:: DIRECTION A ::
In the blog excerpt, rewrite the passage from "The actual post" to "a Gophercon submission.", putting "rule of thumb" in place of "heuristic" everywhere it occurs.
:: DIRECTION B ::
According to the blog excerpt, what language is the Squarespace internal tool being rewritten in?

:: EXCERPT TO READ ::
::::

Also, at some point said previous company was talking about open sourcing Blurbs, and if anyone from there is reading this, you really should! (They've open sourced a lot of other cool things though).

The actual post

What does easy-to-delete Go code look like? I read tef's Write Code That's Easy To Delete article recently, and the question of how some of those patterns, or even the easy-to-delete heuristic, can apply to Go. I'm a sucker for "what is good code" heuristic talks, and I've not been able to find one on this topic so I'll probably flesh it out into a Gophercon submission.

I've been enjoying John Ousterhout's book A Philosophy of Software Design. The focus on "deep" modules (that is, modules that have a simple interface but encapsulate a lot of subtle details of lower level abstractions) has lead me to do some thinking about why I've historically tended to favor multiplicities of small functions. I think this is because I learned a lot of my programming ideas from Ruby. In Ruby, small functions are really beneficial because they're easier to test, and in Ruby test coverage does some of the heavy lifting that type systems do in languages like Go. But to paraphrase something I read on Twitter recently, sometimes small functions are like taking a paragraph, writing each sentence on a different index card, and trying to get a coherent picture from it. I've already learned to love type systems, but I still react to them with some of amount of surprise somewhere in the back of my head ("oh, the compiler will just tell me when I've messed up! Cool"). I think this reflection is really me learning to lean into them. I still love Ruby though. Mmm, syntactic sugar.

I'm at the "visualizing before I go to sleep" stage of talk prep for my upcoming talk at SRECon. This is a fairly common occurrence for me any time I have to speak to more than five people with prepared remarks, and has thus far happened for both professional (giving presentations, running trainings) and social (giving remarks at my wedding) occasions. It's not stress, at least it doesn't feel that way; it's more of a constant refinement of what I want to do before I commit to practicing it out loud. I do get the "butterflies in the stomach" feeling sometimes, but I learned from an excellent video by Bill Prichard (an amazing tuba player, bass player, and human) that what I'm feeling in that instant can be re-framed as excitement. I would link the video if I could ever find it.

I'm working from a rural-ish part of Georgia this week, visiting my family. Changes of scenery are great for writing code sometimes. Being in the woods with decent internet even more so. Screaming, adorable nieces not so much, but they make the trip worth it.

For the past couple of weeks I've been working on a rewrite of a Squarespace internal tool. The original version has served us really well, but it's was written in Python (a language that few people on my team have much experience with, which is a problem considering that we own the tool), and makes assumptions about how our Kubernetes clusters are grouped and configured that don't really hold anymore, so new feature development on it has been a bit slow going. The solution the team came up with was to rewrite the tool in Go (the lingua franca of the team), and focus on extensibility and better error messaging. As part of the extensibility part, the tool is supposed to have a plugin ecosystem. I formulated some abstract designs for what I thought the plugin ecosystem should look like, and then my Team Lead, Brad, made an observation: if we write the plugin API such that the system itself could be implemented in these plugins, it'll simplify a lot of the pains involved in plugin development. Brad often says really insightful things like this, and that's one reason I really enjoy where I work. I've started implementing parts of the tool as plugins, and thus far the simplifications of the mental model have been great. I might end up writing a blog post or talk about this.

It's interesting how much debugging Bluetooth issues on my Pixelbook has been like debugging Real (TM) systems. I was doing roughly the same amount of Googling and terminal hackery to get things to work. In the end it turns out that the issue is probably with the headphones I was trying to pair. The whole ordeal ended with a weird feeling that was simultaneously "yes, this is an awesome thing I wouldn't have been able to do five years ago" and "I just want to listen to Meshuggah without waking up the house, why can this not just work?". I think those are the software engineer and consumer halves of my brain arguing.

A discussion came up about Go monorepos in a meeting I was in. I hold that Go is probably a better language for monorepos than most. I don't have the inclination to elaborate on that, but I'd love to hear some success or failure stories.

::::

:: GIVEN ENTRIES ::

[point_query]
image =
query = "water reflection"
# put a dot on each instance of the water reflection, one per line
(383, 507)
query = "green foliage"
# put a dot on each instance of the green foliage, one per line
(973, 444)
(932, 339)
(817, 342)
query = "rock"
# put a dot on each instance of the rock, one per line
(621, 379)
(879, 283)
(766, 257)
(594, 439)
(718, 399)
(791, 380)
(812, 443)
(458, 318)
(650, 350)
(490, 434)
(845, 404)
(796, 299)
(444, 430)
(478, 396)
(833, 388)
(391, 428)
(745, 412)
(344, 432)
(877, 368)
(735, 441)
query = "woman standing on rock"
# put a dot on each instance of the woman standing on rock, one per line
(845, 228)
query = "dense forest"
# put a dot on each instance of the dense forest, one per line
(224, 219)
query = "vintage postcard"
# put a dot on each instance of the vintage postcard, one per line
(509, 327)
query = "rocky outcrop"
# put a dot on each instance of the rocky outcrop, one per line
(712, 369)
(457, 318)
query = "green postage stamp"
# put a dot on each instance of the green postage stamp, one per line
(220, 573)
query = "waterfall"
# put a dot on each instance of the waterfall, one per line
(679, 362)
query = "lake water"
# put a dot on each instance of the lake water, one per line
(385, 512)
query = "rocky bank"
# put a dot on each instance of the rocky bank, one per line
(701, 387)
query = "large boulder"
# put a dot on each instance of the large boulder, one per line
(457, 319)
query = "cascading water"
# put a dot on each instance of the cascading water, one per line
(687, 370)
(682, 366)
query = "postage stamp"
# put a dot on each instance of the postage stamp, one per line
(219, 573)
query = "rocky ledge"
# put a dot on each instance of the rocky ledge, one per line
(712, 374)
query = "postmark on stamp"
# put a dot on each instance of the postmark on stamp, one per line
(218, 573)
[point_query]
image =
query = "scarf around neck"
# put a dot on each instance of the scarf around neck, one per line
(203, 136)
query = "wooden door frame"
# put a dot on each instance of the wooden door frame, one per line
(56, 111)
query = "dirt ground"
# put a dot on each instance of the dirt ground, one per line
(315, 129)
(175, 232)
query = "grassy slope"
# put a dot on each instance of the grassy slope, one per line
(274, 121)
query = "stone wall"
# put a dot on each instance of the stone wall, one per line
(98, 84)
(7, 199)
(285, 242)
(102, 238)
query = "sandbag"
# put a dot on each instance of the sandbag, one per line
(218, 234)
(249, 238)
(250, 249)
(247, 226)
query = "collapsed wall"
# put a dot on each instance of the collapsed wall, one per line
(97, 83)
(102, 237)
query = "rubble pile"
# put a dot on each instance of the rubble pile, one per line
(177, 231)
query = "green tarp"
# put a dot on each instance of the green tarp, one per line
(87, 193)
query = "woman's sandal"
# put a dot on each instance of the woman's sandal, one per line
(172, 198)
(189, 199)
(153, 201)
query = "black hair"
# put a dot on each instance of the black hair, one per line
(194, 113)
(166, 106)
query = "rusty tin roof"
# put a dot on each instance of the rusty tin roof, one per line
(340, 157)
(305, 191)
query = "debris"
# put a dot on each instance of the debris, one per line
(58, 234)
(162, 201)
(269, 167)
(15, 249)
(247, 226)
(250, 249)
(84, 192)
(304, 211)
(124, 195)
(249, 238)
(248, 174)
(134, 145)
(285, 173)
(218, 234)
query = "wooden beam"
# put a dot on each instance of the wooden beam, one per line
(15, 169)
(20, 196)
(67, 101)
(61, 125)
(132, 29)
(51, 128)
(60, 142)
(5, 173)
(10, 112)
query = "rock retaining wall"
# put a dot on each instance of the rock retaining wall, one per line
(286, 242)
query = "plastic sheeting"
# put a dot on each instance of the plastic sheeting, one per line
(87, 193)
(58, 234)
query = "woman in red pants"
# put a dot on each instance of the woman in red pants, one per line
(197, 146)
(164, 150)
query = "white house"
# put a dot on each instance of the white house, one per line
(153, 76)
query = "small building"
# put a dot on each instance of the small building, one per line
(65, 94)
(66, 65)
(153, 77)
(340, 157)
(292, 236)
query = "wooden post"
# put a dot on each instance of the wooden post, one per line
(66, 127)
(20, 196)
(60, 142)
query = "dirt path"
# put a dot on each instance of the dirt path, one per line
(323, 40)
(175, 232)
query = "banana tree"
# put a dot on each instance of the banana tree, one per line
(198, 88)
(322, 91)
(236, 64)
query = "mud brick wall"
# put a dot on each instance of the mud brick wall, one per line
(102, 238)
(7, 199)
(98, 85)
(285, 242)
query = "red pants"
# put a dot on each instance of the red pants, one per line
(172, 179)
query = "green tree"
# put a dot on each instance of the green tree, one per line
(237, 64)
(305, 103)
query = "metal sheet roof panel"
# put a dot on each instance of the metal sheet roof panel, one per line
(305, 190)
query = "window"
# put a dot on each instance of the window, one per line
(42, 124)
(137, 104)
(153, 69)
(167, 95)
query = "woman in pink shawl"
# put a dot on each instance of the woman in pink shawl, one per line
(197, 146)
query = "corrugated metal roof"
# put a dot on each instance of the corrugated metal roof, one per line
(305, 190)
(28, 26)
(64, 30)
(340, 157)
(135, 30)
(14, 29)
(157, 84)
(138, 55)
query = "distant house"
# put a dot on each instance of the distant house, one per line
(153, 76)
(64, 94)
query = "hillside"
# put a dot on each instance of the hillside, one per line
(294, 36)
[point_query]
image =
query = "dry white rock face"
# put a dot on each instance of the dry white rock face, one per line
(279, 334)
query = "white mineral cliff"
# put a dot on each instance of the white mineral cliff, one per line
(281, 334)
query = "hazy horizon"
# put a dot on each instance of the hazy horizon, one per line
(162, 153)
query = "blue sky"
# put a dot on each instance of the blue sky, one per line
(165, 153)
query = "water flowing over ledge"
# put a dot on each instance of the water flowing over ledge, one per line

::::

:: EXERCISE OUTPUT A ::
The actual post

What does easy-to-delete Go code look like? I read tef's Write Code That's Easy To Delete article recently, and the question of how some of those patterns, or even the easy-to-delete rule of thumb, can apply to Go. I'm a sucker for "what is good code" rule of thumb talks, and I've not been able to find one on this topic so I'll probably flesh it out into a Gophercon submission.

:: EXERCISE OUTPUT B ::
Go